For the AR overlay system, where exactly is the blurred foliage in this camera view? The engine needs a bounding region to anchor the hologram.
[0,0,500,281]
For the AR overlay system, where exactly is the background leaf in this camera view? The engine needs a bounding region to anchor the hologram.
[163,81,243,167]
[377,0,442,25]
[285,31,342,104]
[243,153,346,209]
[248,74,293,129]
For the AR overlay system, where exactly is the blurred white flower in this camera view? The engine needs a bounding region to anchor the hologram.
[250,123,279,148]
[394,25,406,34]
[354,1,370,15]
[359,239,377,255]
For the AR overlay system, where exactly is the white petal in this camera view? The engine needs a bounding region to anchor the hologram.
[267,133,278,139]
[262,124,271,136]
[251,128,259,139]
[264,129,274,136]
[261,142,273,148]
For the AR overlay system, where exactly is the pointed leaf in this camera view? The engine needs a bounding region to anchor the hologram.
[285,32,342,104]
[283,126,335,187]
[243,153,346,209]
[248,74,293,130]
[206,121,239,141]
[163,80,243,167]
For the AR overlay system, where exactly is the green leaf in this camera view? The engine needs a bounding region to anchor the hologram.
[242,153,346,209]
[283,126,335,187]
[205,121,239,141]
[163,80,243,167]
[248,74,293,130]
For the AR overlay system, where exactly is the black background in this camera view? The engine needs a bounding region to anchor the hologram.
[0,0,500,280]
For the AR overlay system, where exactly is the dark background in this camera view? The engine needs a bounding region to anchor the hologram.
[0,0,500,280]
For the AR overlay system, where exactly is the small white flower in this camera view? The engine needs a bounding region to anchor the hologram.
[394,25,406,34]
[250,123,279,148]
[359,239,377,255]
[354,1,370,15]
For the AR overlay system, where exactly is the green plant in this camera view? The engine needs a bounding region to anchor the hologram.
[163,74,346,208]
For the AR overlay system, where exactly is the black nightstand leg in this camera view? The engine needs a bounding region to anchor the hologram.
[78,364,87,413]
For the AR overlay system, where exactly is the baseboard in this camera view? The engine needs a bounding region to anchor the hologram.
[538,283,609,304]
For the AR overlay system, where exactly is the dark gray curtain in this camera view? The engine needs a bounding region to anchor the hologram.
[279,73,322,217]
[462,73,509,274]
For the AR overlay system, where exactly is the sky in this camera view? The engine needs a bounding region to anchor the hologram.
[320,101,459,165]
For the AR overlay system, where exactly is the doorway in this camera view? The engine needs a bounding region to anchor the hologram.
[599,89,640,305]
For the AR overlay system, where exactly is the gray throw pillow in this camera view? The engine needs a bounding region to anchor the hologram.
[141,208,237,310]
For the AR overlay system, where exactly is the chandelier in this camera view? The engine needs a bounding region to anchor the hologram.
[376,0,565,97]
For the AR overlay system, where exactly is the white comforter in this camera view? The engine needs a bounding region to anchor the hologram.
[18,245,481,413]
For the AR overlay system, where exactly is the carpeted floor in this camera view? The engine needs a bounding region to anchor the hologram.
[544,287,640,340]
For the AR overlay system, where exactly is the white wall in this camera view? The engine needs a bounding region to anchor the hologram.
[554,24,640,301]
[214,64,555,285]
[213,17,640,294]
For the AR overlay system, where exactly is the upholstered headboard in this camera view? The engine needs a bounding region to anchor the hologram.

§ SHORT PROBLEM
Rewrite all of the material above, replacing every occurrence of "camera view" with "camera frame" and leaving everything else unchanged.

§ WRITTEN SOLUTION
For the AR overlay system, where exactly is the blurred foliage in this camera frame? The engine needs a bounding region to anchor the hologram.
[0,0,500,281]
For the AR overlay system, where exactly is the background leaf in this camera frame? The engine needs a bounding region to anchor the hologram.
[163,81,243,167]
[377,0,442,25]
[285,31,342,104]
[243,153,346,209]
[248,74,293,129]
For the AR overlay system, where exactly is the blurred white flower in this camera frame? The engine needs a bounding region to anchor the hologram.
[250,123,279,148]
[394,25,406,34]
[354,1,370,15]
[359,239,377,255]
For the AR overlay system, where exactly is the white petal in this camera frame? The engine needs a bounding region to anchor the hologram.
[267,133,278,139]
[262,124,271,136]
[251,128,259,139]
[264,129,274,136]
[261,142,273,148]
For the AR overlay system, where exactly is the pointed leaf in this camera frame? The engine needs a bounding region to anchor the hologram.
[285,32,342,104]
[283,126,335,187]
[243,153,346,209]
[248,74,293,130]
[206,121,239,141]
[163,80,243,167]
For the AR overlay system, where exactly is the green leaf in this camera frame? The engine needs a bounding region to anchor the hologram.
[242,153,346,209]
[283,126,335,187]
[205,121,239,141]
[163,80,243,167]
[248,74,293,130]
For the AR overlay system, where exactly is the black background in this camera frame? The engine needs a bounding region to anchor the hologram.
[0,0,500,280]
For the AR overlay system, where exactly is the dark background in this camera frame? The engine needs a bounding region to anchor the hologram.
[0,0,500,280]
For the AR overlay system, where exactly is the small white flower in this camera frame? The engine needs a bounding region to anchor the hologram.
[394,25,406,34]
[250,123,279,148]
[359,239,377,255]
[354,1,370,15]
For the AR overlay system, where exactly is the green plant in this camera frame? The engine needs a bounding region to anchor the hologram.
[163,74,346,208]
For the AR overlay system, where exactly is the black nightstand leg in this camera frame? The engine needs a bounding region to anchor the hologram.
[78,364,87,413]
For the AR overlay system, where exactly is the baseboard in this camera frame? The engine needs a bounding region to anchor the hologram.
[538,283,609,304]
For the AR overlay system, where exactly is the dark gray curtain in this camera frame? The engine needs a bounding region to anchor the hologram.
[279,73,322,217]
[462,73,509,274]
For the AR overlay system, where exactly is the sky in this camera frame? The engine needs a bounding region to anchor the hologram.
[320,101,459,165]
For the AR overlay system, where exactly is the doorway in this camera frame? The engine needs a bounding region to anchor the hologram.
[599,89,640,305]
For the AR overlay system, where exactly is the gray throw pillow in this camera frame? The engine needs a bounding region to anchor the hologram.
[141,208,237,310]
For the AR overlay system, where exactly is the chandelier in this camera frame? The engine needs a bounding region to anchor the hologram.
[376,0,565,97]
For the AR overlay system, where exactly is the white comforter in this camera frame? The engine needs a bounding region to anchor the hologram.
[18,245,481,413]
For the AR overlay system, where exactly is the carpeted floor in this camera frame? The engine needs a bounding region to anchor the hologram.
[544,287,640,340]
For the AR overlay system, where exactly is the white wall in this camera frame? The engine needs a bounding region to anchor the hologram.
[554,24,640,301]
[214,64,555,285]
[213,17,640,294]
For the AR overlay system, where exactly is the upholstered headboard in this camera frame? The engine needs a bounding region to anchor the hologram.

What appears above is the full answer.